(Stated exercise): In the records below, convert the lines between the one holding "the wooden railing" and the one holding "335 136 347 224", inclusive, into a numbered list with blank lines left out. Include only those lines.

(Input material):
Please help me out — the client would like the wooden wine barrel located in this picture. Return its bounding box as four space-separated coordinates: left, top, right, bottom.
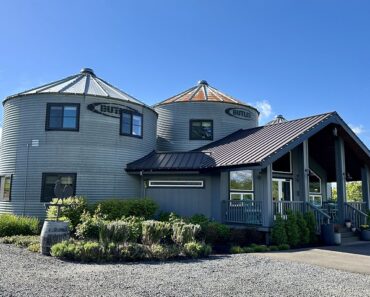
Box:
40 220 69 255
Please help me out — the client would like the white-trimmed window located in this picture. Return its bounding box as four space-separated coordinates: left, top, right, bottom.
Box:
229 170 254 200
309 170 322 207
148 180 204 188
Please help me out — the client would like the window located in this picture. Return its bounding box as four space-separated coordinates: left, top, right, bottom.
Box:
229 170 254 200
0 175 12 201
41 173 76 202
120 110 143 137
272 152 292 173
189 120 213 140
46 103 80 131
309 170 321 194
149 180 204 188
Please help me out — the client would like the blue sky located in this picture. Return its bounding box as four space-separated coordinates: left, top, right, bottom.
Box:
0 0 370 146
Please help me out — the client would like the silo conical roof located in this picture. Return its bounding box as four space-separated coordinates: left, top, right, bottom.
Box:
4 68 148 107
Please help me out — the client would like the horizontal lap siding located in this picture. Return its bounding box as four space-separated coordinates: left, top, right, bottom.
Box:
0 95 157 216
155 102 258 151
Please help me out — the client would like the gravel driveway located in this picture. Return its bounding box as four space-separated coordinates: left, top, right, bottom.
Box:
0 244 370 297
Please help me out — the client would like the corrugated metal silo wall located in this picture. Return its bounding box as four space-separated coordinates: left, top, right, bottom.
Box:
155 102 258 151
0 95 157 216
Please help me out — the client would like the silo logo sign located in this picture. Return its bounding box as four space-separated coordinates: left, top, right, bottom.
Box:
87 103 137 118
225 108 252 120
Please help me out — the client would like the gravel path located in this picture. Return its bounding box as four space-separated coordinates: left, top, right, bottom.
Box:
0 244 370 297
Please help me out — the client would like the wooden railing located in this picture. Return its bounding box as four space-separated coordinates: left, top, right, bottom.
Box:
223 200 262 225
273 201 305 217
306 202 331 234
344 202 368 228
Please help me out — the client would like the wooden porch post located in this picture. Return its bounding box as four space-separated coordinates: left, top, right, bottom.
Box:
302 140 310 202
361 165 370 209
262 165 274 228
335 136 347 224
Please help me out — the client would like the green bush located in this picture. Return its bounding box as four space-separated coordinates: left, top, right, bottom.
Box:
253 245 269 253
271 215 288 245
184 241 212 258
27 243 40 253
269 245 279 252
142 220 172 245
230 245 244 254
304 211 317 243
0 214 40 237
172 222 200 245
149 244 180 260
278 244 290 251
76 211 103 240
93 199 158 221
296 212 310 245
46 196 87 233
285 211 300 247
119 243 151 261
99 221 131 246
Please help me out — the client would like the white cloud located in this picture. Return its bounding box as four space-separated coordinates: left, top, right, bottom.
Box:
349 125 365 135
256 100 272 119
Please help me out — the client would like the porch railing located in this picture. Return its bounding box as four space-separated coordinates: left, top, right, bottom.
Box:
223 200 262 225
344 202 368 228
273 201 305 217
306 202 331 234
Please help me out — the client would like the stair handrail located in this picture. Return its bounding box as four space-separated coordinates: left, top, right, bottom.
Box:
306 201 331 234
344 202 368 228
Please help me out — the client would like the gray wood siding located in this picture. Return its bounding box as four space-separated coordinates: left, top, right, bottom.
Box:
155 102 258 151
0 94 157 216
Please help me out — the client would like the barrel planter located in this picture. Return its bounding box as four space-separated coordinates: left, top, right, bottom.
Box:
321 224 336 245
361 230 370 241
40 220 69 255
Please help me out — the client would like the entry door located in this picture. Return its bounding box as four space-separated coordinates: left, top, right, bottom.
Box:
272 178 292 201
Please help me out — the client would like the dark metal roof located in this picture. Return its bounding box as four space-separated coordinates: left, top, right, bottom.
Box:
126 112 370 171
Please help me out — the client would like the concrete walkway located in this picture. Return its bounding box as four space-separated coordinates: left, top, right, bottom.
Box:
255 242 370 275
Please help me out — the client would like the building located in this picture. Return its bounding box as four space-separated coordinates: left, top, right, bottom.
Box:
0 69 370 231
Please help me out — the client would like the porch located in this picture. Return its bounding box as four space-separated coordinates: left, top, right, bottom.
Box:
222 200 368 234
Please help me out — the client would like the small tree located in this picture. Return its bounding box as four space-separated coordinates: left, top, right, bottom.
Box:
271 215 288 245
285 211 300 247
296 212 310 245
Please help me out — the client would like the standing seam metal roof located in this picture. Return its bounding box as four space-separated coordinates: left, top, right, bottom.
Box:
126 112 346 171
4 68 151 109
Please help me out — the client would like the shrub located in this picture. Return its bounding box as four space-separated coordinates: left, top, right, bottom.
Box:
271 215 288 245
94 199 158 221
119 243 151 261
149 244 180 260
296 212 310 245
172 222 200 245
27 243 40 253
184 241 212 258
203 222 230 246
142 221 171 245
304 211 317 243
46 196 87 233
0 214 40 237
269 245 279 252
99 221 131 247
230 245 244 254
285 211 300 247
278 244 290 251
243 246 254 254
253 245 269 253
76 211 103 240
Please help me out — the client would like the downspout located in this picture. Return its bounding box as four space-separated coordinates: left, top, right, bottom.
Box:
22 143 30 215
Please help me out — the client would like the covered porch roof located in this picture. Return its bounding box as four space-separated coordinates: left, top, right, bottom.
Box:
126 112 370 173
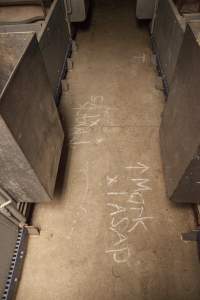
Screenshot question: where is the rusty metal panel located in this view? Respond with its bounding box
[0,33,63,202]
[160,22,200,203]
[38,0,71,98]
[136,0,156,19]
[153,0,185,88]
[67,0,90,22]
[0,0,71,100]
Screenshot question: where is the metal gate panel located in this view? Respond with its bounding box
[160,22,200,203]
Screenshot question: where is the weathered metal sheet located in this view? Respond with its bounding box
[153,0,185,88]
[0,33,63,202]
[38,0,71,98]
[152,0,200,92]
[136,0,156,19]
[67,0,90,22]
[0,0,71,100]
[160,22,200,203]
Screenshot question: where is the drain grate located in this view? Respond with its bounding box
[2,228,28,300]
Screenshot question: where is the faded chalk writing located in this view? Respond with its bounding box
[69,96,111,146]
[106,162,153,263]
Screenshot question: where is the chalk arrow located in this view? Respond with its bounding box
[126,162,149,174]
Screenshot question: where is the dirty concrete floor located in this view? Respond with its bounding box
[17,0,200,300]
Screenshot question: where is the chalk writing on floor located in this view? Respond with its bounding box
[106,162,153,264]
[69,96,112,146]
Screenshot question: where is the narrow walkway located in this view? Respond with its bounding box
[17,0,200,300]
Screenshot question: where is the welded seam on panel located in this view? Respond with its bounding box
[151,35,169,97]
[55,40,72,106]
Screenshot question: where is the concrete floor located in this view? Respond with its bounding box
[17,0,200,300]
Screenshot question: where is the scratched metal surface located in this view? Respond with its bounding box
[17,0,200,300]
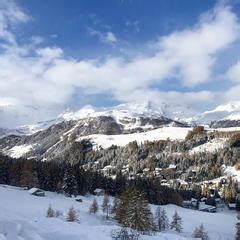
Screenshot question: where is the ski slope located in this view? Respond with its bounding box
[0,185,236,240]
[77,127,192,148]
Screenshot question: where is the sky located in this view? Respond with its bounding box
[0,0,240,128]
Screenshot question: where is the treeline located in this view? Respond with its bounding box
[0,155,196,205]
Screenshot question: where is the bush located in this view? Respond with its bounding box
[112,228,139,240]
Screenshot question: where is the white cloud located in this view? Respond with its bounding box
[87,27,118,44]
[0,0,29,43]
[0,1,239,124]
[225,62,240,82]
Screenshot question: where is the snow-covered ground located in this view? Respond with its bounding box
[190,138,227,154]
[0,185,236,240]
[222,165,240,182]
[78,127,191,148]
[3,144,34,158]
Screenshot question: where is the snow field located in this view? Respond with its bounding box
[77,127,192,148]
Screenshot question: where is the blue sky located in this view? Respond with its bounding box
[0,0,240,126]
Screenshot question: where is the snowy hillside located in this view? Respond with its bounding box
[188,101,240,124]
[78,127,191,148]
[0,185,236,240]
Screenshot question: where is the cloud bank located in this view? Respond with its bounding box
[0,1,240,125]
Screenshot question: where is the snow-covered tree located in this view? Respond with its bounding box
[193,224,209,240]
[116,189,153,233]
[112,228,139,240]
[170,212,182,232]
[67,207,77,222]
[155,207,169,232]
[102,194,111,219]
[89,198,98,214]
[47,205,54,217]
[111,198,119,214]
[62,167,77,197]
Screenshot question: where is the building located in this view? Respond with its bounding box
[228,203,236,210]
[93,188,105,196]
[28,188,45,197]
==
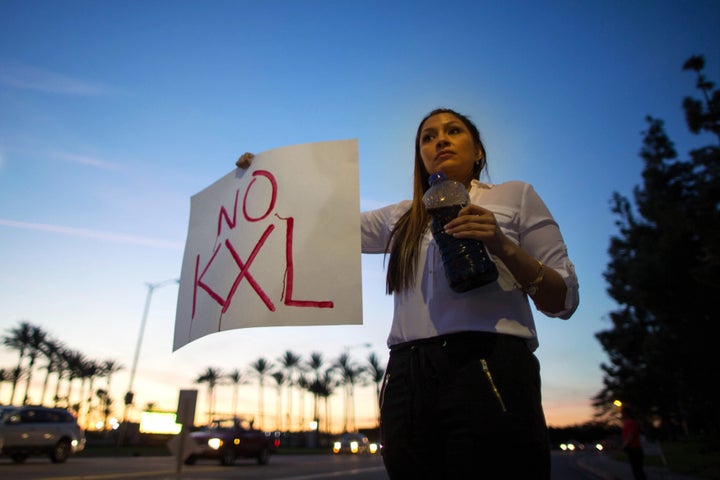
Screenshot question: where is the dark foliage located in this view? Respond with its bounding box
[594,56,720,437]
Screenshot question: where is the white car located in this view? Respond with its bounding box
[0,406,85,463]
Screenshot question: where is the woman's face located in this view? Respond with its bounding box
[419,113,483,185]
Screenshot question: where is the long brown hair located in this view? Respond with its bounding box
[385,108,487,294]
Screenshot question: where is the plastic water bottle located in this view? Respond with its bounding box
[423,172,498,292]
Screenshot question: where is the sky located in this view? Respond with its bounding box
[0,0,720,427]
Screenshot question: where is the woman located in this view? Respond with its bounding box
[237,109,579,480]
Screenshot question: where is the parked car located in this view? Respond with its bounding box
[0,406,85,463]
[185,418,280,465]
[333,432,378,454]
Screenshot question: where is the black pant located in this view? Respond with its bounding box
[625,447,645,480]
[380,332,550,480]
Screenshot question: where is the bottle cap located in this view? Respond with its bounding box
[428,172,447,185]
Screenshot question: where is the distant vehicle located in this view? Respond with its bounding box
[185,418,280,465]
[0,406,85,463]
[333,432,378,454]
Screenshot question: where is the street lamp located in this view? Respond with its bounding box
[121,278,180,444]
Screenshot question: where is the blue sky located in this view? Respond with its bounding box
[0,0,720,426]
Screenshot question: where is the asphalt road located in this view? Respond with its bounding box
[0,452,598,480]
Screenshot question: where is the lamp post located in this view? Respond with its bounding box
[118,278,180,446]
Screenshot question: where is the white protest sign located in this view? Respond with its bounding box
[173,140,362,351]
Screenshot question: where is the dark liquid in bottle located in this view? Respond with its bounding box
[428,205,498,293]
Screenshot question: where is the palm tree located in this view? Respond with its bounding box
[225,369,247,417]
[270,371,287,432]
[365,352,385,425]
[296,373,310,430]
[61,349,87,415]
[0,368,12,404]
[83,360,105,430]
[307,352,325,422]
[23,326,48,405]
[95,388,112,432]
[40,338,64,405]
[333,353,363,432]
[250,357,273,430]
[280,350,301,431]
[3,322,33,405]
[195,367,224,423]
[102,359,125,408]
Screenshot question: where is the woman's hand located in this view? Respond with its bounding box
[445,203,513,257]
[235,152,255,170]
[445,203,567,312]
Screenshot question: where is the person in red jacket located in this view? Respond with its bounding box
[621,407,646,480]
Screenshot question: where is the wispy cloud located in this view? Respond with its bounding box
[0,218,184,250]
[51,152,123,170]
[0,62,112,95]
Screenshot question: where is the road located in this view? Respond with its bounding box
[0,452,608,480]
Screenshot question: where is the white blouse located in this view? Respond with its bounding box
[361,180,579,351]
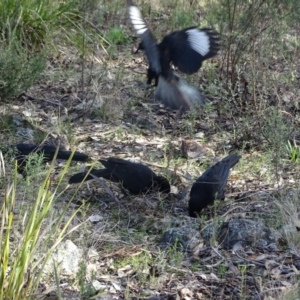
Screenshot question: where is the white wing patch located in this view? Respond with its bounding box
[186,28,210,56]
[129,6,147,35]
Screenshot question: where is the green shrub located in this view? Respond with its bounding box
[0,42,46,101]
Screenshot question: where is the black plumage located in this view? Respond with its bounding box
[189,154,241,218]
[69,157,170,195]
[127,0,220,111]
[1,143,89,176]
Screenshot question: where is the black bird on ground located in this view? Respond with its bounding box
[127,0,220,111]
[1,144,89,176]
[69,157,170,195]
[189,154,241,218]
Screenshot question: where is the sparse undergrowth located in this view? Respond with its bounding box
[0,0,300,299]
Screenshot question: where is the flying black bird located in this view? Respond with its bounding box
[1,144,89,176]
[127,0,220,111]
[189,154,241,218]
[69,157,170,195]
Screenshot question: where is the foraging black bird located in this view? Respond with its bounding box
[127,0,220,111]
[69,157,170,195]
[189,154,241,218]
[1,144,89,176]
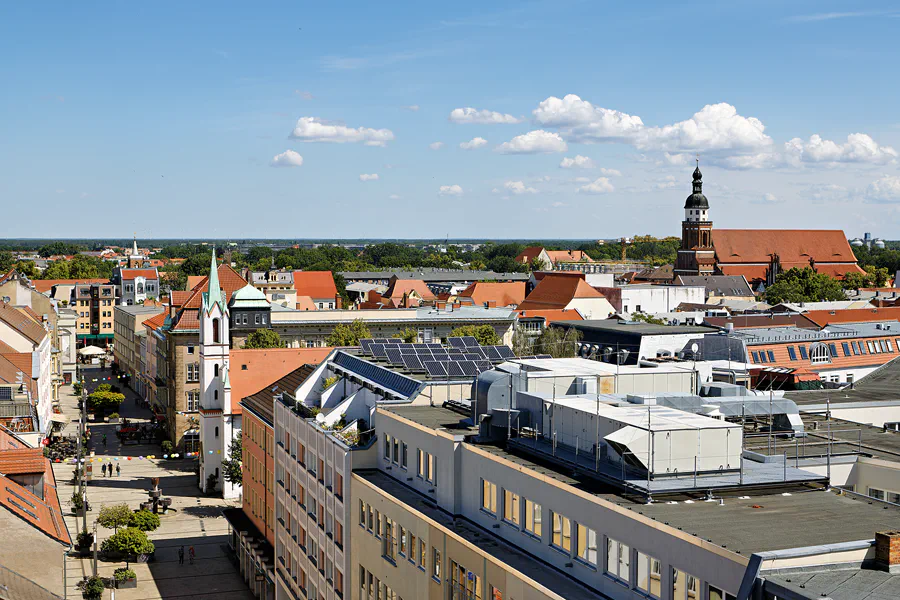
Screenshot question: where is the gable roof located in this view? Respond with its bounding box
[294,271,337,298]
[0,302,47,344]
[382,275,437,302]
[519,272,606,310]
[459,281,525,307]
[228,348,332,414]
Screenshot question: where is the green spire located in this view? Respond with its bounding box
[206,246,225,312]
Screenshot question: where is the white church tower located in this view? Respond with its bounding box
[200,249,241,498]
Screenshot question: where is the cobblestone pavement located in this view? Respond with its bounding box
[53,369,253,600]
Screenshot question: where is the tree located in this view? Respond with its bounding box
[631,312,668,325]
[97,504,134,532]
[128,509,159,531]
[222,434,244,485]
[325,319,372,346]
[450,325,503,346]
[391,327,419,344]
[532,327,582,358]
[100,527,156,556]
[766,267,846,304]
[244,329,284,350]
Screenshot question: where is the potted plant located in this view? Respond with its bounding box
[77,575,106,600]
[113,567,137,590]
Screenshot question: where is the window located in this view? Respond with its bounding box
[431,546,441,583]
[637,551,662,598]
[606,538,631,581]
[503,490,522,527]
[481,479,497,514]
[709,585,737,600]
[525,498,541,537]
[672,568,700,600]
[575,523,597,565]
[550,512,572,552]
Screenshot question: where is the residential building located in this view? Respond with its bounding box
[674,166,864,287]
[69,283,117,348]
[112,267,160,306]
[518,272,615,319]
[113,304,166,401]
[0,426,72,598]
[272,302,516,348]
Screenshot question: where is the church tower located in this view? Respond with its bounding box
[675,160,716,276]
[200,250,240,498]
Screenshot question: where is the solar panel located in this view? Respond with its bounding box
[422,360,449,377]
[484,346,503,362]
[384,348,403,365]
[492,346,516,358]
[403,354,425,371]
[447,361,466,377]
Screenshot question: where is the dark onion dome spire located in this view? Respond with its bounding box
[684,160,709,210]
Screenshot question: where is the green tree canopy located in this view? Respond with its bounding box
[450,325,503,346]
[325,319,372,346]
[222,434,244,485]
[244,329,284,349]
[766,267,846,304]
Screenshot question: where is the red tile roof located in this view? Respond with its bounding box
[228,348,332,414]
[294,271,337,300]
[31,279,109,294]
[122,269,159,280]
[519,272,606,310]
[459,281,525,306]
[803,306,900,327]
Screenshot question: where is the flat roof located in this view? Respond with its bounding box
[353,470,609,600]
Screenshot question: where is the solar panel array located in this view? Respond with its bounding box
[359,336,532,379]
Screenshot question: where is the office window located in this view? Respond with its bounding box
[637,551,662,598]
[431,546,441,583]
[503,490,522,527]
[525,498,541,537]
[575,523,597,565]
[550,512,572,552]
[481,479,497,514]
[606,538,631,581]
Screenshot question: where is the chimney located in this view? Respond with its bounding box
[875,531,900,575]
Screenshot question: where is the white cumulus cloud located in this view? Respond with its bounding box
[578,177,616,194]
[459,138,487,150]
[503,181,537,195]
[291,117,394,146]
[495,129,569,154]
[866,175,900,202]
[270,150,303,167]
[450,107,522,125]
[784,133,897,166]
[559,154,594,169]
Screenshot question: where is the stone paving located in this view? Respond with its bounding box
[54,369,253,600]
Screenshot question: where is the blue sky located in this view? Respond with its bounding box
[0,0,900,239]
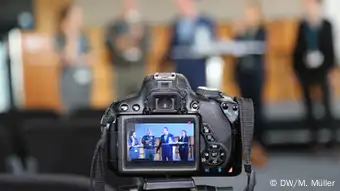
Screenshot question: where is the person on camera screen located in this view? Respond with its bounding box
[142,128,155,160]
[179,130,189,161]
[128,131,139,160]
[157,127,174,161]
--
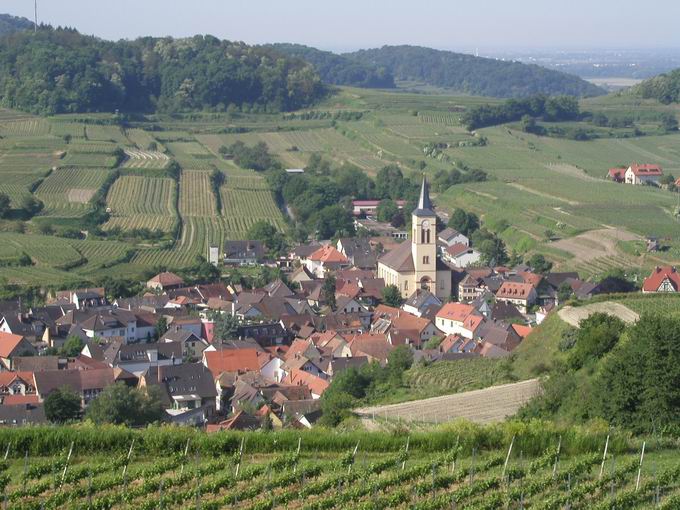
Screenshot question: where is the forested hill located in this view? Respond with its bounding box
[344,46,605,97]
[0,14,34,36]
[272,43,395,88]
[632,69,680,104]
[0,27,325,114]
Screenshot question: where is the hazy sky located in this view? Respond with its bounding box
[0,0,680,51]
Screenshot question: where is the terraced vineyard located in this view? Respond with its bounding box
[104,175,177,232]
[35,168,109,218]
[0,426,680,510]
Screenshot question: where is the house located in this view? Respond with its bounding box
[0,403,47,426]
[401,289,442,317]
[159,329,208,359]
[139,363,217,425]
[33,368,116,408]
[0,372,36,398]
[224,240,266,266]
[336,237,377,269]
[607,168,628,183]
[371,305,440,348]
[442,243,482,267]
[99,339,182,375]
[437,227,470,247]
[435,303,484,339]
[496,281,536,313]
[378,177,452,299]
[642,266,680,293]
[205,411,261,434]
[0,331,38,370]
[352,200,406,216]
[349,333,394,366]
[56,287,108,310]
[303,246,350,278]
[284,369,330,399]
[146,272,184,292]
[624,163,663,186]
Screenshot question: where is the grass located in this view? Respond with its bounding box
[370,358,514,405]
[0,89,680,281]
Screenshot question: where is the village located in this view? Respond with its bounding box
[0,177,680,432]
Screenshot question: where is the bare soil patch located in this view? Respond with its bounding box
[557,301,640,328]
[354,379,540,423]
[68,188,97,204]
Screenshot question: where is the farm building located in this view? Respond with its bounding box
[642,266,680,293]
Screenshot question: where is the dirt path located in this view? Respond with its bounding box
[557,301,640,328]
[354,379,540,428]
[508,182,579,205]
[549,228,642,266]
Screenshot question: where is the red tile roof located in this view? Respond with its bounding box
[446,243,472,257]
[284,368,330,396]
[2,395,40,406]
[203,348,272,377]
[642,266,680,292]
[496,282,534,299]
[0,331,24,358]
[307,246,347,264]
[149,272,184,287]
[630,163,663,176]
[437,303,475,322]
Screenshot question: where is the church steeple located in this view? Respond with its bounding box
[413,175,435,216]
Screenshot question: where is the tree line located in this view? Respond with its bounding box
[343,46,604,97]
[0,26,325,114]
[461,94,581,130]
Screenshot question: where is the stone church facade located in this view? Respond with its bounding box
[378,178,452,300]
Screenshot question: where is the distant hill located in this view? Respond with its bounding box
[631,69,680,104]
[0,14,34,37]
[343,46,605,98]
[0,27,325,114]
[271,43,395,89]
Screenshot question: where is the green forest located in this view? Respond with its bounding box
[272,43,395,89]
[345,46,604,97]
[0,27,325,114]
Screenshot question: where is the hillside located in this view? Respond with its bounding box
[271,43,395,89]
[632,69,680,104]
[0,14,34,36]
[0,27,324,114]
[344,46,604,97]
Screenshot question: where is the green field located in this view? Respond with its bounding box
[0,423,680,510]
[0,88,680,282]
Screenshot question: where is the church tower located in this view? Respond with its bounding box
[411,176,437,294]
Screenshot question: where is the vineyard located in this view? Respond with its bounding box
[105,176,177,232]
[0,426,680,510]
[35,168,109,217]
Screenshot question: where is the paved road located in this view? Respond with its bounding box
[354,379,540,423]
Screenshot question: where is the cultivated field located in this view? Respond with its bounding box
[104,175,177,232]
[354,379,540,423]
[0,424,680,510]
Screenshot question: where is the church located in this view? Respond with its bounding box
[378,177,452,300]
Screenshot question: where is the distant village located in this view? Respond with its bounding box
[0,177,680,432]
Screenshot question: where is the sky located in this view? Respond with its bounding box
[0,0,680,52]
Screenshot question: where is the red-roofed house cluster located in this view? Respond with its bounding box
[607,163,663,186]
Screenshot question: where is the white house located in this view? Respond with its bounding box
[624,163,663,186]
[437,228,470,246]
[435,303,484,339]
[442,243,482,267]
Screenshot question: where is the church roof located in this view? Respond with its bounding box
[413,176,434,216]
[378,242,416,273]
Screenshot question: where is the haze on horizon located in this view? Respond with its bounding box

(Task solution):
1. Please help me out — the client would like the wooden railing located in this picture. Return its bounding box as four space-separated coordinates: left, top, right, bottom.
2. Box:
3. 223 200 262 225
4. 273 201 305 217
5. 306 202 331 234
6. 344 202 368 228
7. Please help me out — the client would like the wooden porch post located in this picture. Return its bounding box as four space-separated coordinates: left, top, right, bottom.
8. Box:
9. 302 140 310 202
10. 361 165 370 209
11. 262 165 274 228
12. 335 136 347 224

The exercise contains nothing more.